## [Excerpted text]
## START
With the Tokyo 2020 Paralympics rapidly approaching, recent public interest in parasports is taking it to the next level. This is one reason we were interested in talking to para-athlete Saki Takakuwa—a graduate of Keio University who has competed for Japan over many years—to get her impressions on British parasports, many events of which the British para-athletes are among the leading lights, as well as her insights on the differences with Japan in terms of the environment and awareness levels associated with parasports in the UK, the history of these transformations, and her expectations for Tokyo 2020.
Changes I perceive in the environment surrounding parasports from my many years of involvement
According to Ms.Takakuwa, “Dramatic changes have been seen in the Paralympics since around the time of Beijing 2008, with the UK priding itself on being the starting point for accelerating these changes, prompted by the massive success of the London 2012 Games. In this context, it would greatly please me to see the profile and enjoyment of parasports increase significantly in Japan.”
These are the words of Saki Takakuwa, who competed at the London 2012 Games, where she finished 7th in both the 100m and 200m T44 sprints. Ms.Takakuwa self-effacingly refers to these successes as, “beginner’s luck.” Yet, she was back in the finals at Rio 2016, maintaining her successful streak of results with an 8th place finish in the 100m, 7th in the 200m, and a spectacular 5th in the long jump.
“I got my start in para-athletics around the time of the Beijing 2008 Games. Back then, parasports were just entering a transitional period, with peripheral circumstances undergoing gradual changes. Before this, there was a time when parasports were regarded as being on a par with rehabilitation, and it seems that many of my senior peers struggled back then, including having to pay their own expenses to participate in events away from home. For example, only since the 2014 Asian Para Games (Incheon, South Korea) have para-athletes been able to use multi-support houses, which are located away from the athletes’ village and offer various support to teams, including meals and conditioning.
Another change is that now parasports are being broadcast on TV, with coverage slowly but surely becoming more extensive. As an interested party, I am experiencing these transformations firsthand.
In this climate, para-athletes like myself have come to be regarded as being “elite sportspersons” as well, and there are an increasing number of companies looking to employ us as para-athletes.”
## END
## [Data excerpt]
## START
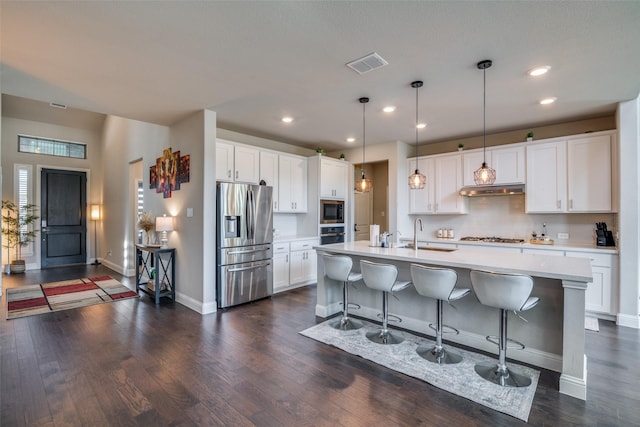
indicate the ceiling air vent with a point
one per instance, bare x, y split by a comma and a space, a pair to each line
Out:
367, 63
## END
## [What you need to do]
In the text about para-athlete Saki Takakuwa, what place did she finish in the long jump at Rio 2016?

## [Full solution]
5th